# Photo-based referring expression data

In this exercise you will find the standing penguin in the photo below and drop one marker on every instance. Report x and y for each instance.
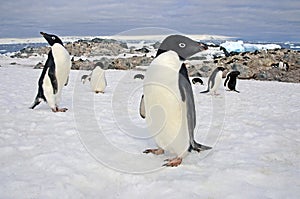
(230, 81)
(214, 80)
(54, 75)
(98, 80)
(168, 99)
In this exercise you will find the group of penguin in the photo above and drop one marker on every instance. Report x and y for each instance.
(215, 80)
(167, 103)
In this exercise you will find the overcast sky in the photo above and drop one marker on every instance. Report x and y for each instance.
(267, 20)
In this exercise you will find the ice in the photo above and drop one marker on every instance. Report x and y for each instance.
(94, 150)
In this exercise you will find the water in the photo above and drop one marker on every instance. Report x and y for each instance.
(9, 48)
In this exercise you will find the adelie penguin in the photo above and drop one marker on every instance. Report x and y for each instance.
(168, 101)
(230, 81)
(54, 75)
(214, 80)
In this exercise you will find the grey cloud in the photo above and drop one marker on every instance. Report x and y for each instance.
(244, 18)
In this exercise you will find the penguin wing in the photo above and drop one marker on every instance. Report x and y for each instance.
(226, 80)
(187, 96)
(51, 72)
(142, 108)
(67, 81)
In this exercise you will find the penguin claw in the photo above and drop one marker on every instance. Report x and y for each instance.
(59, 109)
(173, 162)
(154, 151)
(199, 148)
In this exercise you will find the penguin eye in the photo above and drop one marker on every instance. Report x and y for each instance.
(181, 45)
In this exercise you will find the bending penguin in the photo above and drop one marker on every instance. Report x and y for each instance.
(230, 81)
(169, 106)
(54, 75)
(214, 80)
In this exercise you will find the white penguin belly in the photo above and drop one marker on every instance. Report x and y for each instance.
(98, 80)
(62, 64)
(217, 83)
(166, 113)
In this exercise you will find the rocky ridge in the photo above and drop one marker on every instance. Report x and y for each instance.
(274, 65)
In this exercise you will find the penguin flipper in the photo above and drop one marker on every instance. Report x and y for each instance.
(205, 91)
(67, 81)
(187, 96)
(198, 147)
(51, 72)
(142, 108)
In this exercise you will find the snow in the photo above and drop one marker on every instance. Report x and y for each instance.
(155, 37)
(94, 150)
(240, 46)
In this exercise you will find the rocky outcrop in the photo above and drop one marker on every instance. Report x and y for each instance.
(276, 64)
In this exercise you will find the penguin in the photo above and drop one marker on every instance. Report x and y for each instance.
(85, 78)
(214, 80)
(55, 74)
(138, 76)
(197, 80)
(230, 81)
(98, 80)
(168, 99)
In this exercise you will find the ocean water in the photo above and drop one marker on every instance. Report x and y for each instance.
(14, 47)
(9, 48)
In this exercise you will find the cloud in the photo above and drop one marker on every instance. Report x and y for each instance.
(244, 18)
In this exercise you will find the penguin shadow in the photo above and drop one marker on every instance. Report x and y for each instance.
(96, 79)
(231, 80)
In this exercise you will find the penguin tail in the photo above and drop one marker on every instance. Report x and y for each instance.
(204, 91)
(36, 102)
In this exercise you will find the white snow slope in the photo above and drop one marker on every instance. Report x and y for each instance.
(94, 150)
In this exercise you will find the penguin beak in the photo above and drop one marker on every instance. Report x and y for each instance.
(43, 34)
(203, 46)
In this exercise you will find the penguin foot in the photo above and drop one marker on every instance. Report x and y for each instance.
(173, 162)
(59, 109)
(154, 151)
(199, 147)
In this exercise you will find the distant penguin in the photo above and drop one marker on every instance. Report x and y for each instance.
(196, 80)
(98, 80)
(138, 76)
(54, 75)
(214, 80)
(85, 78)
(168, 99)
(230, 81)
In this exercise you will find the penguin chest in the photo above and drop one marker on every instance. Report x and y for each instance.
(217, 81)
(63, 64)
(165, 112)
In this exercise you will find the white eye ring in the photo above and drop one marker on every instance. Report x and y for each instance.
(181, 45)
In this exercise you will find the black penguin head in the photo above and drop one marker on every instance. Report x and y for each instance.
(220, 68)
(183, 46)
(235, 73)
(51, 39)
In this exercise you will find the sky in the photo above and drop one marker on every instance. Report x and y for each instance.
(268, 20)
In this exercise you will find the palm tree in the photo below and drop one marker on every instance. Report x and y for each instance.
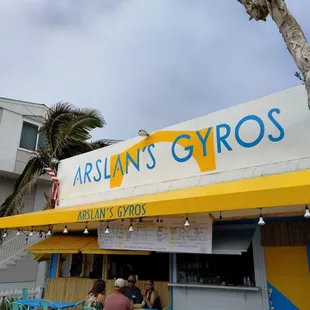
(67, 131)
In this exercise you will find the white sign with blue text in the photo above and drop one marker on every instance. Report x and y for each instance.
(264, 131)
(169, 235)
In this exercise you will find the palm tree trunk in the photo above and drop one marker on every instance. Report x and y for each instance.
(292, 33)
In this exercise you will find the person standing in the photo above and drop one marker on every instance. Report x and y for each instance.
(96, 295)
(117, 301)
(151, 297)
(132, 292)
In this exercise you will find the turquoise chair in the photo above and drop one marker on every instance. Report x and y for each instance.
(47, 304)
(17, 306)
(25, 293)
(7, 304)
(79, 304)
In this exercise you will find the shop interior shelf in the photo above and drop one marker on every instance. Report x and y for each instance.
(220, 287)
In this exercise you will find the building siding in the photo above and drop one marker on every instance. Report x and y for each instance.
(26, 272)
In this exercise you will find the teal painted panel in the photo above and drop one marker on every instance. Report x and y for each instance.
(52, 273)
(308, 254)
(278, 301)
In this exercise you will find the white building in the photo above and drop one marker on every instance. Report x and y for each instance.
(19, 124)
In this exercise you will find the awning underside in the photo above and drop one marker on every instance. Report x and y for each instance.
(60, 244)
(287, 189)
(232, 240)
(72, 245)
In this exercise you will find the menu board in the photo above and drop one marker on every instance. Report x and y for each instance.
(168, 235)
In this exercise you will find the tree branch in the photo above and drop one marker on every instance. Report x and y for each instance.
(292, 33)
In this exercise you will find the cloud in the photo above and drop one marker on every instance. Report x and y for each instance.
(142, 63)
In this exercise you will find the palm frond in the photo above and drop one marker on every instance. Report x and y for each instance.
(77, 130)
(75, 149)
(57, 117)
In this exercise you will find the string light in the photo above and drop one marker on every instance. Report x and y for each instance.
(261, 221)
(86, 230)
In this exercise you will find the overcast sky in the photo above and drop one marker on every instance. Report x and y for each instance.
(143, 63)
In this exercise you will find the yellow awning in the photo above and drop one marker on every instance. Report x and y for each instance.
(60, 244)
(42, 257)
(285, 189)
(93, 248)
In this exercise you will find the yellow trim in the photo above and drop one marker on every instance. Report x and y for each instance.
(93, 248)
(42, 257)
(60, 245)
(285, 189)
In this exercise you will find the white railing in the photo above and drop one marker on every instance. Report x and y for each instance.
(15, 246)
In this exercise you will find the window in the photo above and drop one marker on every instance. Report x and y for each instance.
(232, 270)
(146, 267)
(30, 139)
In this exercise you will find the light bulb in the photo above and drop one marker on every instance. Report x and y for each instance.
(261, 221)
(187, 224)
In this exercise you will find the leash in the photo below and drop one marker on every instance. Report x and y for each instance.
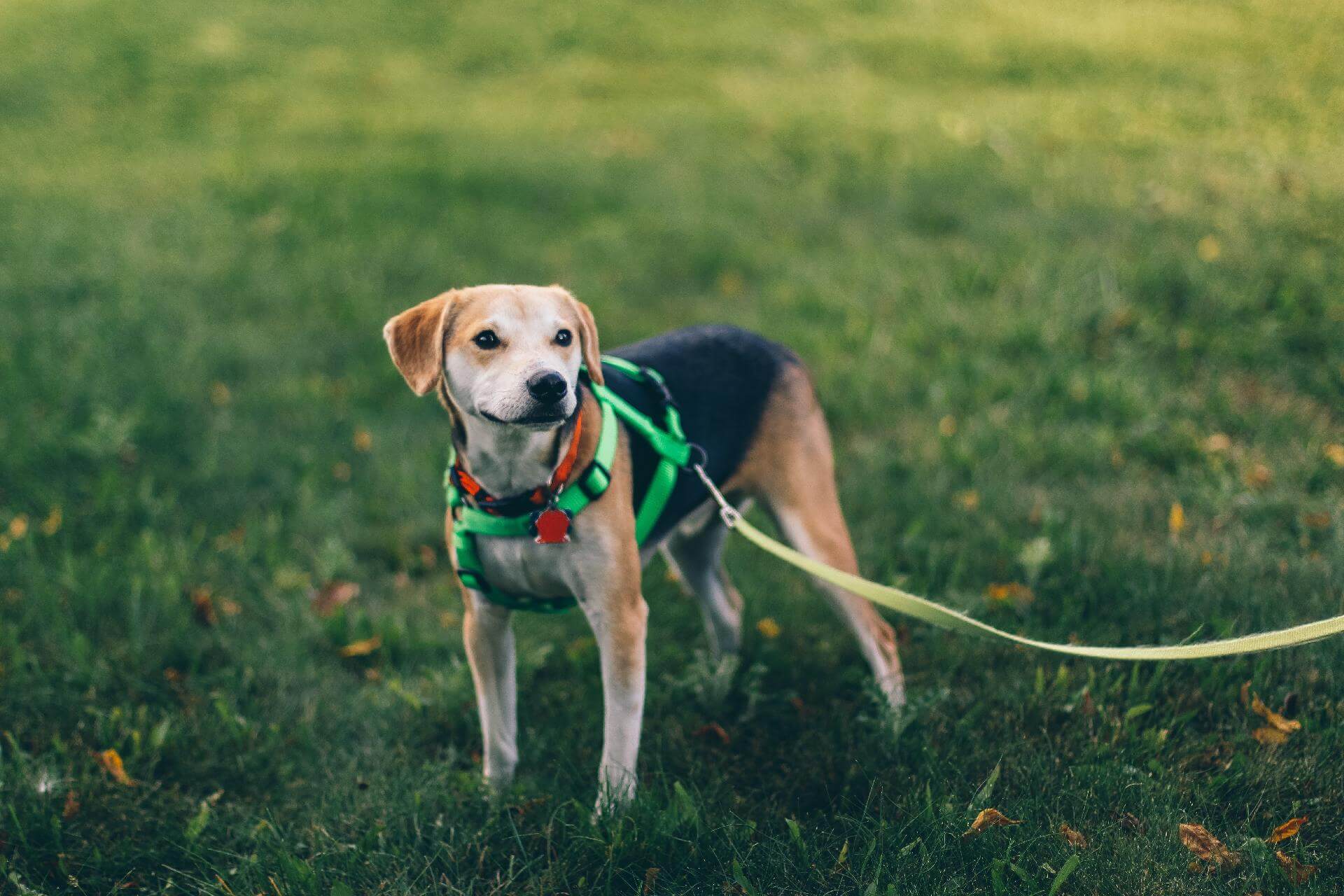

# Task statement
Copy out all the data above exactly, minus the images.

# Response below
In this exercise you will find the standing penguin in the photo below and drop one marker on every instance. Report x and y for each instance.
(230, 81)
(214, 80)
(54, 75)
(98, 80)
(168, 99)
In this exercise you will find the group of penguin in the photo above and drop one marker on every instance. Report x and y for each instance.
(215, 80)
(167, 103)
In this exercise you will find the overcast sky in the photo above and drop one marker on every instance. Report x and y for each instance.
(267, 20)
In this exercise you will find the ice in the photo above and drop one marker on every instance. Report x and y for each instance.
(94, 150)
In this exercise you will find the water in the photo above and drop one marker on every instance. Report x and y for each instance.
(9, 48)
In this exercise you will find the adelie penguin in the photo above and drop one marker on every instance. Report x and y for each instance.
(168, 101)
(230, 81)
(54, 75)
(214, 80)
In this exercise you will find the grey cloud in the photo above and drop one marker on every instance. Report x and y for each instance.
(244, 18)
In this exercise you will find the penguin wing in the photo above and drop one marker on every instance. Report x and y for each instance.
(226, 80)
(187, 96)
(51, 72)
(142, 108)
(67, 81)
In this exercise you will find the penguin claw in the photo above and drop one marker on every instance. Report x and y for each instance.
(59, 109)
(173, 162)
(154, 151)
(199, 148)
In this exercise you will find the penguin eye in the photo above and drop one marker on every instance. Report x and y for each instance.
(181, 45)
In this exercise you will find the bending penguin in the photo above and drop one marker on every instance. Report x and y for each instance.
(230, 81)
(169, 106)
(54, 75)
(214, 80)
In this exercise you will find the white penguin belly in the photo above and drop one marker on every instance. Report x and y for each instance.
(98, 80)
(62, 64)
(217, 83)
(166, 113)
In this exercise you will find the rocky ridge in the photo above and drop one marker on every instance. Report x and y for each instance.
(274, 65)
In this exercise you will find the penguin flipper in the photo above and drop one marker on every instance. Report x and y for each instance.
(205, 91)
(67, 81)
(187, 96)
(198, 147)
(51, 72)
(142, 108)
In this exercise you will find the snow in the photo above and drop one marker on every instance. Report x and y for each instance.
(155, 37)
(94, 150)
(240, 46)
In this exercise you will find the rocky outcrop in the photo above and drop one marker on every instance. Report x and y for each instance.
(276, 64)
In this exercise you will find the penguin in the photo above and drop one marker on every instance. Report x and y for each instance.
(85, 78)
(214, 80)
(55, 74)
(138, 76)
(197, 80)
(230, 81)
(98, 80)
(168, 99)
In this exercise you will find the ocean water in the photo above and drop one marker on every instance. Report x and y for each instance.
(14, 47)
(9, 48)
In this exercise you will find the cloud in the photo above and drop one marker on every instance. Report x and y for each instance.
(244, 18)
In this exercise you will find the penguin shadow in the photo above and drop one marker on every instance. Report x and y for each instance.
(96, 79)
(231, 80)
In this exercise you will find the penguin tail in the photo above and drop one marker on every instance. Report x and y for each instance.
(204, 91)
(36, 102)
In this exercise you will find the white snow slope in the photo above and drop one marker on every instance. Report x and y for each instance.
(94, 150)
In this exercise you will find the penguin beak in the photo above and drop one marker on every instance. Report x and y for each instance.
(43, 34)
(203, 46)
In this exercise you will find the penguin foot in the photo above and drop one marker on every instance. Report x and y for each instance.
(173, 162)
(59, 109)
(154, 151)
(199, 147)
In this exercise you will find the distant penguin in the photo above and drop one marker on every instance. Report x and y for each instance.
(196, 80)
(98, 80)
(138, 76)
(54, 75)
(214, 80)
(85, 78)
(168, 99)
(230, 81)
In this exercise you will find the penguin chest in the photo above and drop one marker on every instance. Report x and y for each instance.
(217, 81)
(63, 64)
(165, 112)
In this exercise you will find the white eye ring in the photo above and drop one marker on every instance. Report x and y for each instance.
(181, 45)
In this exercise you will find the black penguin head in the photo above and drop one marker on every instance. Report x and y for each instance.
(220, 68)
(183, 46)
(235, 73)
(51, 39)
In this exercise you will find the sky in the photo above and drop one marker on every instance. Report x and y for each instance.
(268, 20)
In this exercise you will find the palm tree in the photo below and drop one marker on every instance. Report x and y for each instance.
(67, 131)
In this exercise you will find the white sign with blue text in the photo above and drop one marker on every instance. Report x and y for each instance.
(264, 131)
(169, 235)
In this exercise you will find the palm tree trunk in the photo above and drop one marker on every instance. Report x and y for each instance.
(292, 33)
In this exercise you will find the person standing in the photo above and drop one marker on every instance. Report x and y for each instance.
(96, 295)
(117, 301)
(151, 297)
(132, 292)
In this exercise you will find the turquoise chair in the photo above and drop one marker on every instance. Report x and y for each instance.
(47, 304)
(17, 306)
(25, 293)
(7, 304)
(79, 304)
In this exercise you will find the shop interior shelf in the photo above and drop one marker on every instance. Report x and y for each instance.
(220, 287)
In this exercise you will find the building siding in the photo above and drop one marker on every instance. Report x and y for each instance.
(26, 272)
In this exercise you will find the teal painted panel in the photo above and drop one marker on every instance. Report x and y for each instance.
(52, 273)
(308, 254)
(278, 301)
In this exercise you will find the white building in the photo above and drop one marker on every instance. Report x and y for each instance.
(19, 124)
In this exercise you will find the awning underside in the photo above and drop one marker on every instance. Report x and y for each instance.
(60, 244)
(287, 189)
(232, 240)
(72, 245)
In this exercise you will find the menu board in the photo above and drop one marker on every instance. Report x and y for each instance.
(168, 235)
In this exercise you will find the tree branch in the photo above and drop one marker on every instance. Report x and y for each instance.
(292, 33)
In this exercise you will find the cloud in the photo above and drop one marker on every instance. Report x and y for each instance.
(142, 63)
In this exercise you will find the palm frond in the photo above and drop one marker on every instance. Report x and y for each instance.
(77, 130)
(75, 149)
(57, 117)
In this exercise you will find the string light in the photo above and drop one marker on every instance. Report x and y for each instance.
(261, 221)
(86, 230)
In this exercise you will find the overcast sky in the photo above and drop one marker on every instance. Report x and y for each instance.
(143, 63)
In this exercise you will find the yellow awning in the photo above and drop one marker on every instance. Report x and y for each instance.
(60, 244)
(42, 257)
(285, 189)
(93, 248)
In this exercise you will find the yellow trim in the photo above and drop one marker on every instance. Report x and y for each instance.
(93, 248)
(42, 257)
(60, 245)
(285, 189)
In this exercise you will find the white railing in the photo above and drop one marker on every instance. Report x and y for each instance.
(15, 246)
In this exercise you will find the window in the photo above and drop one marker on every instance. Report x and y for each instance.
(232, 270)
(146, 267)
(30, 139)
In this exercise you will find the light bulb in the photo above and drop one marker on every instance. Report x and y for each instance.
(261, 221)
(187, 224)
In this exercise you will find the leash in the photo below and drop one marker on every instance. Report x and y for each instance.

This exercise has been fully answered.